====== INPUT FOR THIS TASK

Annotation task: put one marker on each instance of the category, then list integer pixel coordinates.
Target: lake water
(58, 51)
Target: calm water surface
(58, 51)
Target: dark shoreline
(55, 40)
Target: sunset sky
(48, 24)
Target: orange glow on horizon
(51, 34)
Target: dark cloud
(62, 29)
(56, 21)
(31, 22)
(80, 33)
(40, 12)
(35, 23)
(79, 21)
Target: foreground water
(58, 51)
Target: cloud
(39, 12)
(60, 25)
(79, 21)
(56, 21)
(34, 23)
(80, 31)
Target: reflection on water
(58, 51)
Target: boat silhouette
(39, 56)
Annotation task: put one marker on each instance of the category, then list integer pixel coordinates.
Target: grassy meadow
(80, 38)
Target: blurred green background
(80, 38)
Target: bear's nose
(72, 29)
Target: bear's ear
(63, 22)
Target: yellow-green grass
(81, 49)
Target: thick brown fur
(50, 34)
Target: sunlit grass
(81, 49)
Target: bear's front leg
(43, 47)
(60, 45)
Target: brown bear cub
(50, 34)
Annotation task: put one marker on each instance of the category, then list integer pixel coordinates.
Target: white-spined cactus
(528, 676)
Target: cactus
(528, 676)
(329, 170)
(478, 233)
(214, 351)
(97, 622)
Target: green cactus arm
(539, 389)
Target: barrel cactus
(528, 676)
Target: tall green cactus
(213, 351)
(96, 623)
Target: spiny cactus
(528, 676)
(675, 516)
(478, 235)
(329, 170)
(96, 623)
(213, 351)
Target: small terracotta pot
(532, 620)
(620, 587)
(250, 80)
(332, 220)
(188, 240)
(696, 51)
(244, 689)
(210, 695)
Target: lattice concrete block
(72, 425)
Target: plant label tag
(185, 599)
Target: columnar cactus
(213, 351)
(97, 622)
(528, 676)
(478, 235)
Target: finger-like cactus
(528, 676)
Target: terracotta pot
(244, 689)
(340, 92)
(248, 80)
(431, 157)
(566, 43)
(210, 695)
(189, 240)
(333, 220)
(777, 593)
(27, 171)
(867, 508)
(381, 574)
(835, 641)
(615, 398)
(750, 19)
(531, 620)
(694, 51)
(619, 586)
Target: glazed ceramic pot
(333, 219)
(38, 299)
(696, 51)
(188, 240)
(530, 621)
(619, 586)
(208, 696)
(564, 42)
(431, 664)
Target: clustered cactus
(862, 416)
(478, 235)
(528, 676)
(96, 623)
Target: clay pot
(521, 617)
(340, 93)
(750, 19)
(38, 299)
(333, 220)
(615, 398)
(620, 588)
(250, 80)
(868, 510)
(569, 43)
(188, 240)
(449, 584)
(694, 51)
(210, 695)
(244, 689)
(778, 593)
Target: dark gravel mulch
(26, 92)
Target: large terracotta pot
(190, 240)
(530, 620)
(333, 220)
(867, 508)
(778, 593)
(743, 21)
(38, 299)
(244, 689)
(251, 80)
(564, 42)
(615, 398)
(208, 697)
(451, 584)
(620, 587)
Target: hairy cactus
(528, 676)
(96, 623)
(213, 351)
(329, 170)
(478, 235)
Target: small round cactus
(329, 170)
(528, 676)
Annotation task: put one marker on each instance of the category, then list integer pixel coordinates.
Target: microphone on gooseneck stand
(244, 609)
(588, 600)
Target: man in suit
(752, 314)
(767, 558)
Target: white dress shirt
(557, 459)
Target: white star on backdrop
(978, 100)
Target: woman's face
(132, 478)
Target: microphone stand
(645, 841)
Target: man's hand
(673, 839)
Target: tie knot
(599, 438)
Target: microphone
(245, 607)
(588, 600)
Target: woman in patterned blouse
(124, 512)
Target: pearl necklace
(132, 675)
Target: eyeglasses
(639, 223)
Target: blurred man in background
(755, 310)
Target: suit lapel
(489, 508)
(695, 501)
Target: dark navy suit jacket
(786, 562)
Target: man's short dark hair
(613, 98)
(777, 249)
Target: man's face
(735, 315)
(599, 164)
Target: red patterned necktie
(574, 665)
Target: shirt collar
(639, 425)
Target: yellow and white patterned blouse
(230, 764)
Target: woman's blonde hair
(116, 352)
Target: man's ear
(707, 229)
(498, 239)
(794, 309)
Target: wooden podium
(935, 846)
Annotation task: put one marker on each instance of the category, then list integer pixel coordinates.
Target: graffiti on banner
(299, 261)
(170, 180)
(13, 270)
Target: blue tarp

============

Render every line of the listing above as a numbered list, skipping any blank lines.

1. Annotation task: put one marker on each instance of the category, then list integer pixel coordinates.
2. Target: lake water
3. (58, 51)
4. Target: calm water surface
5. (58, 51)
6. Target: dark shoreline
7. (55, 40)
8. Target: sunset sky
9. (48, 24)
10. Target: orange glow on horizon
11. (51, 34)
12. Target: dark cloud
13. (62, 29)
14. (56, 21)
15. (31, 22)
16. (80, 33)
17. (40, 12)
18. (35, 23)
19. (79, 21)
20. Target: foreground water
21. (58, 51)
22. Target: cloud
23. (39, 12)
24. (60, 25)
25. (79, 21)
26. (56, 21)
27. (34, 23)
28. (80, 31)
29. Target: reflection on water
30. (58, 51)
31. Target: boat silhouette
32. (39, 56)
33. Annotation task: put one marker on each instance of the category, then list integer pixel coordinates.
34. Target: grassy meadow
35. (80, 38)
36. Target: blurred green background
37. (80, 38)
38. Target: bear's nose
39. (72, 29)
40. Target: bear's ear
41. (63, 22)
42. Target: yellow-green grass
43. (81, 49)
44. Target: thick brown fur
45. (50, 34)
46. Target: sunlit grass
47. (81, 49)
48. Target: bear's front leg
49. (43, 47)
50. (60, 45)
51. Target: brown bear cub
52. (50, 34)
53. Annotation task: put one marker on each instance of the category, then list integer pixel coordinates.
54. Target: white-spined cactus
55. (528, 676)
56. Target: cactus
57. (528, 676)
58. (329, 170)
59. (478, 233)
60. (214, 351)
61. (97, 622)
62. Target: green cactus arm
63. (539, 389)
64. Target: barrel cactus
65. (528, 676)
66. Target: tall green cactus
67. (213, 351)
68. (96, 623)
69. Target: spiny cactus
70. (528, 676)
71. (675, 516)
72. (478, 235)
73. (329, 170)
74. (96, 623)
75. (213, 351)
76. Target: small terracotta pot
77. (532, 620)
78. (620, 587)
79. (250, 80)
80. (332, 220)
81. (188, 240)
82. (696, 51)
83. (244, 689)
84. (210, 695)
85. Target: lattice concrete block
86. (72, 425)
87. Target: plant label tag
88. (185, 599)
89. Target: columnar cactus
90. (213, 351)
91. (97, 622)
92. (528, 676)
93. (478, 235)
94. Target: finger-like cactus
95. (528, 676)
96. Target: terracotta pot
97. (244, 689)
98. (340, 92)
99. (248, 80)
100. (431, 157)
101. (566, 43)
102. (210, 695)
103. (189, 240)
104. (333, 220)
105. (777, 593)
106. (27, 171)
107. (867, 508)
108. (381, 574)
109. (835, 641)
110. (615, 398)
111. (750, 19)
112. (531, 620)
113. (694, 51)
114. (619, 586)
115. Target: glazed ceramic pot
116. (333, 219)
117. (38, 299)
118. (696, 51)
119. (188, 240)
120. (530, 621)
121. (619, 586)
122. (208, 696)
123. (564, 42)
124. (431, 664)
125. Target: clustered cactus
126. (862, 416)
127. (478, 235)
128. (528, 676)
129. (96, 623)
130. Target: clay pot
131. (521, 617)
132. (340, 93)
133. (750, 19)
134. (38, 299)
135. (333, 220)
136. (615, 398)
137. (620, 588)
138. (250, 80)
139. (868, 510)
140. (569, 43)
141. (188, 240)
142. (449, 584)
143. (694, 51)
144. (210, 695)
145. (244, 689)
146. (778, 593)
147. Target: dark gravel mulch
148. (26, 92)
149. Target: large terracotta pot
150. (190, 240)
151. (530, 620)
152. (333, 220)
153. (867, 508)
154. (778, 593)
155. (743, 21)
156. (38, 299)
157. (244, 689)
158. (251, 80)
159. (564, 42)
160. (615, 398)
161. (208, 697)
162. (451, 584)
163. (620, 587)
164. Target: hairy cactus
165. (528, 676)
166. (96, 623)
167. (213, 351)
168. (329, 170)
169. (478, 235)
170. Target: small round cactus
171. (329, 170)
172. (528, 676)
173. Annotation task: put one marker on each instance of the category, then list integer pixel coordinates.
174. Target: microphone on gooseneck stand
175. (244, 609)
176. (588, 600)
177. Target: man in suit
178. (752, 314)
179. (767, 558)
180. Target: white dress shirt
181. (557, 459)
182. Target: white star on backdrop
183. (978, 100)
184. Target: woman's face
185. (132, 478)
186. Target: microphone stand
187. (645, 841)
188. Target: man's hand
189. (673, 839)
190. Target: tie knot
191. (599, 438)
192. Target: microphone
193. (245, 607)
194. (588, 600)
195. Target: woman in patterned blouse
196. (124, 512)
197. Target: pearl necklace
198. (132, 675)
199. Target: eyeglasses
200. (639, 223)
201. Target: blurred man in background
202. (755, 310)
203. Target: suit lapel
204. (489, 508)
205. (695, 501)
206. Target: dark navy suit jacket
207. (786, 562)
208. Target: man's short dark hair
209. (613, 98)
210. (777, 249)
211. Target: man's face
212. (735, 315)
213. (599, 164)
214. Target: red patterned necktie
215. (574, 665)
216. Target: shirt collar
217. (639, 425)
218. Target: yellow and white patterned blouse
219. (230, 764)
220. Target: woman's blonde hair
221. (116, 352)
222. Target: man's ear
223. (707, 229)
224. (498, 239)
225. (794, 309)
226. Target: wooden podium
227. (935, 846)
228. Annotation task: put one marker on each instance of the category, then list integer pixel coordinates.
229. Target: graffiti on banner
230. (299, 261)
231. (170, 180)
232. (13, 270)
233. Target: blue tarp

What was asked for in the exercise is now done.